• Given problem A
Write out the column on mugshots below in full, with every word and line unchanged.

• Document segment

▼

I have a tendency to become snide when the issue of mugshots — or the lack thereof — is brought up.
Back in the days of the Operation Rockfish police corruption case, I titled a column, “Here’s your mugshots, now leave me alone.”
Probably not the best use of judgment, but as I say, I tend to become snide when the issue is brought up because I just don’t get the obsession.
I’m a word guy. What’s on the digital printed page is more important to me than seeing a photo of someone taken at a time when they are not having the best day of their life.
That was the case Wednesday with the embezzlement story out of the Roanoke Rapids Graded School District.
This story didn’t just fall into my inbox. I received a call around 1:30 p.m. from a very concerned person asking why it hadn’t hit the press. My answer was that I simply didn’t know about it. There had been no media release, and neither I nor the rest of the press — namely me and the local paper — received one until around 5:45 p.m.

Let me be snide once more: When I say the “rest of the press,” I am only referring to rrspin and the local paper. A certain Facebook page that posts what they hear on the scanner and throws personal opinions into said posts hardly meets the definition of working press.
Now that I’ve got that out of my system — for now, at least — let’s get back to the mugshot issue and why there wasn’t one initially.
You can look at the lead photo of this column and see what I encountered on eCourts when I found the arrest warrant. There was no mugshot.
So, I dug through the documents, got the information I needed, sent an email to the school system inquiring about the person’s employment status, and worked on the story.
The warrants confirmed nearly everything I needed for a breaking news story: Confirmation that the person was employed by the school system, the amounts of the alleged embezzlement, how it allegedly happened, the amount of the unsecured bond set by the clerk, and the next court date.

▲

• The records
▼

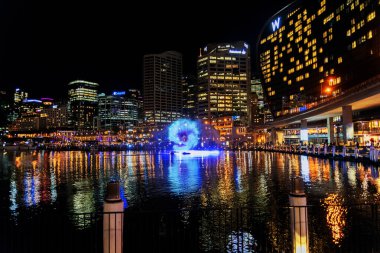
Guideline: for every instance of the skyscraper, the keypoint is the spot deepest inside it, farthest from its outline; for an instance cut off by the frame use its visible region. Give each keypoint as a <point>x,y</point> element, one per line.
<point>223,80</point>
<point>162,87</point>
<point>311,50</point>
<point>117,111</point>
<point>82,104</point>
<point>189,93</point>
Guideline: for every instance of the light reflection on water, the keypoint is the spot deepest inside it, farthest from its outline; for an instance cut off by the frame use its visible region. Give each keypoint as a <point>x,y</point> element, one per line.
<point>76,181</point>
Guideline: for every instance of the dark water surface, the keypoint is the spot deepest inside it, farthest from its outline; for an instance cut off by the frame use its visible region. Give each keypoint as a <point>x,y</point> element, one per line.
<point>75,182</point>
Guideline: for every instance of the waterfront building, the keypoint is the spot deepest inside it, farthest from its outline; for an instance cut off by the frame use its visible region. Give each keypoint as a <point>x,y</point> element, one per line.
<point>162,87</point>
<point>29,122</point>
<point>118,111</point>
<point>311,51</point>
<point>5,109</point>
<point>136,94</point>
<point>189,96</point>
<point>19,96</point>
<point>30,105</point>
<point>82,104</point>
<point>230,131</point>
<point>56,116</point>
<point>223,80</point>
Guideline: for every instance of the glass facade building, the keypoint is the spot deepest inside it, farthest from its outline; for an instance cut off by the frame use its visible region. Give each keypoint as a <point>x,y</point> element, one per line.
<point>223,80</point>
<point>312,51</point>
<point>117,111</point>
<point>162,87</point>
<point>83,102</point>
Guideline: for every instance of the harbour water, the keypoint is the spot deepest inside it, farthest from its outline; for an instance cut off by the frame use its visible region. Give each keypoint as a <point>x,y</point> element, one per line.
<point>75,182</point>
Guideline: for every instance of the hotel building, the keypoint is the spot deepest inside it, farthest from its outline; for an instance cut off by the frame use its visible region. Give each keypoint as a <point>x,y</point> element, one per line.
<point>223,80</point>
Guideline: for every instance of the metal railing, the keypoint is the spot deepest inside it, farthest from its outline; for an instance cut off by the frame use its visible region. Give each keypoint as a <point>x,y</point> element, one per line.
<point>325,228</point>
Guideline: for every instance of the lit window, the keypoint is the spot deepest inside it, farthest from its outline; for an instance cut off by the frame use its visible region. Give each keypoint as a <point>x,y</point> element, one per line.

▲

• Given problem B
Pull out every line of the records above that contains the word "building", treating case as significant.

• Result A
I have a tendency to become snide when the issue of mugshots — or the lack thereof — is brought up.
Back in the days of the Operation Rockfish police corruption case, I titled a column, “Here’s your mugshots, now leave me alone.”
Probably not the best use of judgment, but as I say, I tend to become snide when the issue is brought up because I just don’t get the obsession.
I’m a word guy. What’s on the digital printed page is more important to me than seeing a photo of someone taken at a time when they are not having the best day of their life.
That was the case Wednesday with the embezzlement story out of the Roanoke Rapids Graded School District.
This story didn’t just fall into my inbox. I received a call around 1:30 p.m. from a very concerned person asking why it hadn’t hit the press. My answer was that I simply didn’t know about it. There had been no media release, and neither I nor the rest of the press — namely me and the local paper — received one until around 5:45 p.m.

Let me be snide once more: When I say the “rest of the press,” I am only referring to rrspin and the local paper. A certain Facebook page that posts what they hear on the scanner and throws personal opinions into said posts hardly meets the definition of working press.
Now that I’ve got that out of my system — for now, at least — let’s get back to the mugshot issue and why there wasn’t one initially.
You can look at the lead photo of this column and see what I encountered on eCourts when I found the arrest warrant. There was no mugshot.
So, I dug through the documents, got the information I needed, sent an email to the school system inquiring about the person’s employment status, and worked on the story.
The warrants confirmed nearly everything I needed for a breaking news story: Confirmation that the person was employed by the school system, the amounts of the alleged embezzlement, how it allegedly happened, the amount of the unsecured bond set by the clerk, and the next court date.

• Result B
Guideline: for every instance of the waterfront building, the keypoint is the spot deepest inside it, farthest from its outline; for an instance cut off by the frame use its visible region. Give each keypoint as a <point>x,y</point> element, one per line.
Guideline: for every instance of the glass facade building, the keypoint is the spot deepest inside it, farthest from its outline; for an instance cut off by the frame use its visible region. Give each keypoint as a <point>x,y</point> element, one per line.
Guideline: for every instance of the hotel building, the keypoint is the spot deepest inside it, farthest from its outline; for an instance cut off by the frame use its visible region. Give each keypoint as a <point>x,y</point> element, one per line.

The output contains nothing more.